--- Data for processing Enclosed Below ---
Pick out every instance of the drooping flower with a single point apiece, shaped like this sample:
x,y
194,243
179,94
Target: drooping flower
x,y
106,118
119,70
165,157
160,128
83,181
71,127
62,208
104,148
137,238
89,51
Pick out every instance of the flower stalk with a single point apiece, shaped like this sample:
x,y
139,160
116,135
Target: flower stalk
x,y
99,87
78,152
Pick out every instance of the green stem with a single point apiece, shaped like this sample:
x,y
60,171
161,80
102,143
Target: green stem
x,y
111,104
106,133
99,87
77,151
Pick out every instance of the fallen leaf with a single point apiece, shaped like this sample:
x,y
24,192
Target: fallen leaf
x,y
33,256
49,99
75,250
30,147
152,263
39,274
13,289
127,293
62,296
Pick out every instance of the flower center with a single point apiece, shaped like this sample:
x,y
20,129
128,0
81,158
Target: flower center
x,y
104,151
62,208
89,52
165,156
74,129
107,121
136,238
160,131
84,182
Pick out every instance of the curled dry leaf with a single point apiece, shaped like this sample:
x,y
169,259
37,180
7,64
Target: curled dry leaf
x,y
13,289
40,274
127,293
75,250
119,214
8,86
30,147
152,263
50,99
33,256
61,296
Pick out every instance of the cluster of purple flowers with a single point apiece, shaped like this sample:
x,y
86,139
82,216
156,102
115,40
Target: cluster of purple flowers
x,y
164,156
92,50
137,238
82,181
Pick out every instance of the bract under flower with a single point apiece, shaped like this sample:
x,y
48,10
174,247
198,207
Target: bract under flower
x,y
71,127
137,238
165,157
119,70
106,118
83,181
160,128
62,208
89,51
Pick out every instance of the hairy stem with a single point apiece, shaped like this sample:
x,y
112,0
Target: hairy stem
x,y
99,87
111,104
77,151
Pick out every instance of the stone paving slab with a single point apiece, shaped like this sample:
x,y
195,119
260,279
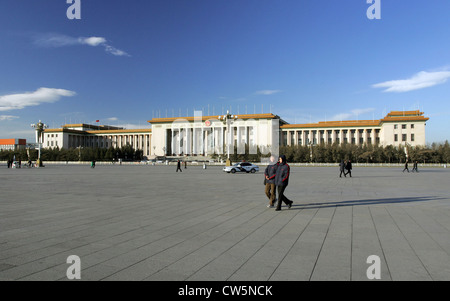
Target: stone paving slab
x,y
151,223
--- End of Enclosed Data for processing ---
## [Goal of the exercise]
Copy every record exactly, but skip the pictures.

## [Answer space]
Pick out every instance of the drooping flower with a single point apiece, shaped like this sample:
x,y
194,243
179,94
Target: drooping flower
x,y
106,118
119,70
165,157
160,128
83,181
71,127
62,208
104,148
137,238
89,51
Pick out every instance of the flower stalk with a single point apiece, shaped like this sample:
x,y
139,160
116,135
Target: flower stalk
x,y
99,87
78,152
Pick out every instance of the green stem with a single point apiece, shaped like this sample:
x,y
60,171
161,80
102,143
Target: green stem
x,y
111,104
106,133
99,87
77,151
Pick out every instance of the fallen leaf with a single point apiece, shaped like this sample:
x,y
24,192
Target: fallen leaf
x,y
33,256
49,99
75,250
30,147
152,263
39,274
13,289
127,293
62,296
Pick out every instance of the flower center with a single point apiece, shaped like this sample:
x,y
20,129
128,0
81,158
Target: flower center
x,y
104,151
62,208
89,52
165,156
74,129
107,121
136,238
160,131
84,182
Pick out every instance of the curled dry leaf with a single point apiece, shaped like this sample:
x,y
169,259
37,180
7,64
Target: curled dry leaf
x,y
13,289
40,274
127,293
75,250
119,214
8,86
30,147
152,263
50,99
33,256
61,296
Pick out every instance of the cluster of purple flowers with a single point apiece, shaped like this sample:
x,y
86,139
82,216
156,102
115,40
Target: cluster of purple flowers
x,y
164,156
92,50
137,238
82,181
Pick out every instance of the bract under flower with a single point apiece, shaped like this sample:
x,y
48,10
174,247
198,207
Target: bract under flower
x,y
71,127
137,238
165,157
119,70
106,118
83,181
160,128
62,208
89,51
Pick out every instance of the hairy stem with a single point apiece, shaped like this sample:
x,y
112,0
Target: hairy stem
x,y
99,87
111,104
77,151
Pick out every instance of the stone paving slab with a single point apiece, shaped like this sample:
x,y
195,119
260,279
Target: stone paving slab
x,y
151,223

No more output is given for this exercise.